PASSAGE GIVEN:
On Golden Pond is a 1981 family drama film directed by Mark Rydell from a screenplay written by Ernest Thompson adapted from his 1979 play of the same name. It stars Katharine Hepburn, Henry Fonda (in his final theatrical film), Jane Fonda, Doug McKeon, Dabney Coleman and William Lanteau. In the film, Norman (Henry Fonda) is a curmudgeon with an estranged relationship with his daughter Chelsea (Jane Fonda). At Golden Pond, he and his wife nevertheless agree to care for Billy, the son of Chelsea's new boyfriend, and a most unexpected relationship blooms.

On Golden Pond was theatrically released on December 4, 1981 to critical and commercial success. Reviewers praised Rydell's direction, Thompson's screenplay and the performances of the cast, while the film grossed $119.3 million domestically, becoming the second highest-grossing film of 1981 in North America. It received ten nominations at the 54th Academy Awards, including for the Best Picture and won three: Best Actor (for Henry Fonda), Best Actress (for Hepburn), and Best Adapted Screenplay.

Plot

An aging couple, Ethel and Norman Thayer, continue a tradition of spending each summer at their cottage on a lake called Golden Pond, in the far reaches of northern New England. When they first arrive, Ethel notices the loons calling on the lake "welcoming them home"; Norman, however, claims he does not hear anything.

WHAT TO DO:
a) Answer these questions from the passage about the film On Golden Pond:
(i) Who wrote the screenplay?
(ii) How much did the film gross domestically?
(iii) Where is the Thayers' summer cottage located?
b) Copy the passage about the film On Golden Pond word for word, from "An aging couple, Ethel" to "not hear anything.".
c) Extend the passage about the film On Golden Pond, picking up right after its last sentence.

DATA EXTRACT:
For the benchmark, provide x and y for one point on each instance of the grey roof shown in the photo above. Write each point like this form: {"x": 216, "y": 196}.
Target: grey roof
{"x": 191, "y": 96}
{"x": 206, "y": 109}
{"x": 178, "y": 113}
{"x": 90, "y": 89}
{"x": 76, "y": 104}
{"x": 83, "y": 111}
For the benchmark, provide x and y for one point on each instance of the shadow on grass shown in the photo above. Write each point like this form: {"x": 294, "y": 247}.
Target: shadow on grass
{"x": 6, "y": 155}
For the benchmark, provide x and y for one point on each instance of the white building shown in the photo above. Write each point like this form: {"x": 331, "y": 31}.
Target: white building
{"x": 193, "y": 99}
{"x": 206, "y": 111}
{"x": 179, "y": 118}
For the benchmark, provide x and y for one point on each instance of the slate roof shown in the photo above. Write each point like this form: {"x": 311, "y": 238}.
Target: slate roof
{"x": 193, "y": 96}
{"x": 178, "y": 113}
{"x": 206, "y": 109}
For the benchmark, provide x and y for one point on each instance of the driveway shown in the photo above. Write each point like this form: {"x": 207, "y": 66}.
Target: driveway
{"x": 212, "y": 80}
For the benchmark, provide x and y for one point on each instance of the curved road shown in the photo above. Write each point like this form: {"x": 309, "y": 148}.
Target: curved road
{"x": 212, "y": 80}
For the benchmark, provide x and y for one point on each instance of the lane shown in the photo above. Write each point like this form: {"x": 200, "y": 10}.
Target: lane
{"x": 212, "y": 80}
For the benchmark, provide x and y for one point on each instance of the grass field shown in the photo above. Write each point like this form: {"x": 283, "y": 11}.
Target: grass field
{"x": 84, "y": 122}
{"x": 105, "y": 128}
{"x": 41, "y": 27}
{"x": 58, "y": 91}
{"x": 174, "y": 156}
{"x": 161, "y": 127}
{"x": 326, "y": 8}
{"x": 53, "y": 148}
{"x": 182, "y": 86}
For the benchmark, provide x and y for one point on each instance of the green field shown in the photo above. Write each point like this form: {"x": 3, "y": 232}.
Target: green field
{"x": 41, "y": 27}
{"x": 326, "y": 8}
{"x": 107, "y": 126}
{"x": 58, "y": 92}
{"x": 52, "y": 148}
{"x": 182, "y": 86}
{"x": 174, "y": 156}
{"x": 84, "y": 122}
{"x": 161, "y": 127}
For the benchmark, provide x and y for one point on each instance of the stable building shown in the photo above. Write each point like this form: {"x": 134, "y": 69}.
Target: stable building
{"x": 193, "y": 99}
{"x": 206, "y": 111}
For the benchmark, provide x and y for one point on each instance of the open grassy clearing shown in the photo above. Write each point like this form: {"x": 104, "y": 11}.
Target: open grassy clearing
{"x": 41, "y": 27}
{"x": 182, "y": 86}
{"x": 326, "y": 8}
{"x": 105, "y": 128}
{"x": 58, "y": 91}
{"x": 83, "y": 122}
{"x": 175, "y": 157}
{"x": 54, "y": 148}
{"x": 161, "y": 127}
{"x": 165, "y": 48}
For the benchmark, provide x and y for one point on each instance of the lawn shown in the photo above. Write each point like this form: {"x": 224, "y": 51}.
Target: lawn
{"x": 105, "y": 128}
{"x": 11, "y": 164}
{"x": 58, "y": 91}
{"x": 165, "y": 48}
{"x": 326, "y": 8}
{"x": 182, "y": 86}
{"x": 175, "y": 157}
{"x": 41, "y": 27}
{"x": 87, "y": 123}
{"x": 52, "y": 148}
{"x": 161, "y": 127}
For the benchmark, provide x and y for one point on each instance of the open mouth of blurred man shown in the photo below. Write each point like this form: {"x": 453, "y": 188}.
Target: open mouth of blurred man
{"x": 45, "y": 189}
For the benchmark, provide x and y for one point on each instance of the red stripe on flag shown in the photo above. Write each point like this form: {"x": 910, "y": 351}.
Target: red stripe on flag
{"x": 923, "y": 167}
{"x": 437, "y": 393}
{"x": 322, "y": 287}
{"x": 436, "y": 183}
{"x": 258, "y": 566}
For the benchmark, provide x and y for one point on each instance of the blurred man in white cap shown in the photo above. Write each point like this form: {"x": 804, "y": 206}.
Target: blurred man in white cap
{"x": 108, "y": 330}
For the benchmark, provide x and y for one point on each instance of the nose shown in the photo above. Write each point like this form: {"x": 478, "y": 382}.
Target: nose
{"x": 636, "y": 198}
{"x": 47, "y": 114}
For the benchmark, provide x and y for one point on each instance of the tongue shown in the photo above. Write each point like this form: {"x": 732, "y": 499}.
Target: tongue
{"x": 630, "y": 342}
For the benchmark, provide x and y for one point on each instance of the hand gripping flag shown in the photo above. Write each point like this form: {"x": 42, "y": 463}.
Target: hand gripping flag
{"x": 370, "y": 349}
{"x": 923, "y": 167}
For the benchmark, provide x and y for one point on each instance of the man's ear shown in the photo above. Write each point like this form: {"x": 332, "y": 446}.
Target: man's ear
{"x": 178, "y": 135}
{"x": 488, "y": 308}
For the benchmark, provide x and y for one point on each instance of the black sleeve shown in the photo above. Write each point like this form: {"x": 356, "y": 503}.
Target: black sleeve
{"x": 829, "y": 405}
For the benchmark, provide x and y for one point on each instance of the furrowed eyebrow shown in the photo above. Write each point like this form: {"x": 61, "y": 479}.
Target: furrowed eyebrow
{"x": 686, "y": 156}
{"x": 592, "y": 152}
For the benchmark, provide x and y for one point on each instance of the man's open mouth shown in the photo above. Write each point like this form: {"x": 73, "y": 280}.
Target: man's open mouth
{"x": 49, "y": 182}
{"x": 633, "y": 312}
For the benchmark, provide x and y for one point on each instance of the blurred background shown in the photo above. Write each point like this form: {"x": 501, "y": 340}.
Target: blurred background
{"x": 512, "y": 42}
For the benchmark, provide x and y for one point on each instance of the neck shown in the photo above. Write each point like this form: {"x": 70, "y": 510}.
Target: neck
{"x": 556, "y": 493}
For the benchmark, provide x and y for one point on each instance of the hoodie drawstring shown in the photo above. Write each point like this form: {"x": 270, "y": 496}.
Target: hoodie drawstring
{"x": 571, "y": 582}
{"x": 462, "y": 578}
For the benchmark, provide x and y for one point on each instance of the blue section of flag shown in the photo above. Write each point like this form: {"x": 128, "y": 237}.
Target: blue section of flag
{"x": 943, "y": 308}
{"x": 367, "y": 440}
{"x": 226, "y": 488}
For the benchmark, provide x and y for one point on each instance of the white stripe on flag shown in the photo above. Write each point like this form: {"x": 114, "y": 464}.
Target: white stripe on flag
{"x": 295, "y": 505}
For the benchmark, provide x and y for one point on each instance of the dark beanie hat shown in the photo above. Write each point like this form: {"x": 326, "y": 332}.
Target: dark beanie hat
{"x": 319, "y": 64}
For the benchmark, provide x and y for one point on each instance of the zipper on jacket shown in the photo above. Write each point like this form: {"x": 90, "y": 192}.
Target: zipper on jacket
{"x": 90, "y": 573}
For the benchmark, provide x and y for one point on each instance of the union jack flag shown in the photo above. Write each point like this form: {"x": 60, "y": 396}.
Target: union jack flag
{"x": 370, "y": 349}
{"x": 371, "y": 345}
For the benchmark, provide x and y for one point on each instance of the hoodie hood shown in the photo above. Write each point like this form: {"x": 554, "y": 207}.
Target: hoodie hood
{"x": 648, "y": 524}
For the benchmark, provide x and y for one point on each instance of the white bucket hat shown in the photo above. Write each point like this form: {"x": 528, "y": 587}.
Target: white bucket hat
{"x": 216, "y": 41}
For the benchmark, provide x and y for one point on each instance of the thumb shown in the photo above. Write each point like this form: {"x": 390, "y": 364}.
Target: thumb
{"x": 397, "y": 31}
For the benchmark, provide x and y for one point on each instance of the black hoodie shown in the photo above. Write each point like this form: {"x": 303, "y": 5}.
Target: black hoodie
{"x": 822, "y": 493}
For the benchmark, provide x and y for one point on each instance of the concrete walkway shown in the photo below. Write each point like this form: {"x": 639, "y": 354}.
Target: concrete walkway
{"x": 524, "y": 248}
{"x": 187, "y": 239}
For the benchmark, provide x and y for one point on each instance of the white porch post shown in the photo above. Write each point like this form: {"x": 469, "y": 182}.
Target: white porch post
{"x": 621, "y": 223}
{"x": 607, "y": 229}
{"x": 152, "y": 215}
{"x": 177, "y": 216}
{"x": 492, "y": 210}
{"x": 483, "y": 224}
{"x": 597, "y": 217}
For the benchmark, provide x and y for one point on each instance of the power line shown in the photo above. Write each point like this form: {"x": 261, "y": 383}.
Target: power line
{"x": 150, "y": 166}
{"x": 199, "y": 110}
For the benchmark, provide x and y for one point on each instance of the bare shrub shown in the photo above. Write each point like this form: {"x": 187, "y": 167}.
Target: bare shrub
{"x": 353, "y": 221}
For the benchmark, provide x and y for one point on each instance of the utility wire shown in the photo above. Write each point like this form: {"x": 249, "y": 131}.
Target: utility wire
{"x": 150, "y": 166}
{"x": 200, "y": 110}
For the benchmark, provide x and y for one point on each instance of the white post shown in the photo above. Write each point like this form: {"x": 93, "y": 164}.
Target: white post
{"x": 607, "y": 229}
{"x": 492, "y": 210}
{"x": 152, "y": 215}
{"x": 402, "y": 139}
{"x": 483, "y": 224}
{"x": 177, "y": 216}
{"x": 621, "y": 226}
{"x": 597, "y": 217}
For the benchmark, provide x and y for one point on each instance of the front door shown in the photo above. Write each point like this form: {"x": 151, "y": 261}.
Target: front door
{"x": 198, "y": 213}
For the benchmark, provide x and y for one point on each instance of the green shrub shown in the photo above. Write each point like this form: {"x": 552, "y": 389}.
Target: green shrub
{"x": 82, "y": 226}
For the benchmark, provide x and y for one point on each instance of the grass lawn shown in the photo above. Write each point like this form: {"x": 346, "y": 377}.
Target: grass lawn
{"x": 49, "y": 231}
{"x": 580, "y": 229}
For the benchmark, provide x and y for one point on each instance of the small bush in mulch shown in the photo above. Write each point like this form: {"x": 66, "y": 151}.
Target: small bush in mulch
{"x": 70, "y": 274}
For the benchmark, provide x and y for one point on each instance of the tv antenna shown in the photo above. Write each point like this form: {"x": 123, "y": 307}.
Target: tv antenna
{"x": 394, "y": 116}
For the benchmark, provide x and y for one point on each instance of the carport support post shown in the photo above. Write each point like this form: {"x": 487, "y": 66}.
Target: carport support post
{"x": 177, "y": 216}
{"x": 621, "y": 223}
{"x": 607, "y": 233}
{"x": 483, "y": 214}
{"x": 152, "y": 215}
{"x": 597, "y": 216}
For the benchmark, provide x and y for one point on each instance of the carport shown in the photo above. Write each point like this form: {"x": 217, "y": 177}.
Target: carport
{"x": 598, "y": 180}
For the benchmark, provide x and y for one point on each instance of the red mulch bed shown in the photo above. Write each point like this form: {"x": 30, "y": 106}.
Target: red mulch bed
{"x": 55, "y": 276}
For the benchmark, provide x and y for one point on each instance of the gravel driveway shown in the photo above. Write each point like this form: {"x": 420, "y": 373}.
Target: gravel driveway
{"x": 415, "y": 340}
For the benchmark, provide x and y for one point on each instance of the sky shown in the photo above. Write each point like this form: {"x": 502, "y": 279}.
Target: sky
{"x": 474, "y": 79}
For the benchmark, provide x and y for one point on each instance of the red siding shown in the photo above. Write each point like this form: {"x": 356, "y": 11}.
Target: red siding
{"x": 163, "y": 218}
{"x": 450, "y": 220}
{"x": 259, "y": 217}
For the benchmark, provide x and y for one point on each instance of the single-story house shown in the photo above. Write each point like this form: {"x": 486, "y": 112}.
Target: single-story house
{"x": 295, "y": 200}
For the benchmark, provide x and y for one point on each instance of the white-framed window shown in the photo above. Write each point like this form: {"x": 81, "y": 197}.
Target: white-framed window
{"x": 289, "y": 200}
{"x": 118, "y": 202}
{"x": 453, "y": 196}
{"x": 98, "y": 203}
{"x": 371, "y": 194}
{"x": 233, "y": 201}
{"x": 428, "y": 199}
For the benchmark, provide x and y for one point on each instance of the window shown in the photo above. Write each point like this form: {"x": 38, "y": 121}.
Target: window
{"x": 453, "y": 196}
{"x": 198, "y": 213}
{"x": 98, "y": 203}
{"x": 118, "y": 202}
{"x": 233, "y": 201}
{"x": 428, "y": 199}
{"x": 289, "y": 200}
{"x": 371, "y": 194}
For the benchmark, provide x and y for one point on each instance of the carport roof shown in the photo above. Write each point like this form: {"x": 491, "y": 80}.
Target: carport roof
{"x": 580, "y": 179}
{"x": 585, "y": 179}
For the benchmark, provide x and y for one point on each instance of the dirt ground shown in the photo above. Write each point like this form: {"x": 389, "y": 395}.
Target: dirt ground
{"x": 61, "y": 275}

RESPONSES FOR EACH TASK:
a)
(i) Ernest Thompson
(ii) $119.3 million
(iii) On a lake called Golden Pond, in the far reaches of northern New England

b)
An aging couple, Ethel and Norman Thayer, continue a tradition of spending each summer at their cottage on a lake called Golden Pond, in the far reaches of northern New England. When they first arrive, Ethel notices the loons calling on the lake "welcoming them home"; Norman, however, claims he does not hear anything.

c)
As they resettle into their summer home, Norman, who is about to turn 80, has memory problems arise when he is unable to recognize several family photographs, which he copes with by frequently talking about death and growing old. Ethel does her best to liven up the atmosphere – they play Parcheesi, admire the natural scenery, and talk to the mailman, Charlie, who delivers mail and visits via boat.

They are visited by their only child, daughter Chelsea, who is somewhat estranged from her curmudgeon of a father. She introduces her parents to her fiancé Bill and his 13-year-old son Billy. Norman tries to play mind games with Bill, an apparent pastime of his. Bill lets him know that he knows what Norman is doing and he doesn't really mind, but that he will only take so much of it. 

In another conversation, Chelsea discusses with Ethel her frustration over her relationship with her father, feeling that even though she lives thousands of miles away in Los Angeles, she still feels like she is answering to him. 

Before they depart for a European vacation, Chelsea and Bill ask the Thayers to allow Billy to stay with them for a month while they have some time to themselves. Norman, seeming more senile and cynical than usual due to his 80th birthday and heart palpitations, agrees to Billy's staying.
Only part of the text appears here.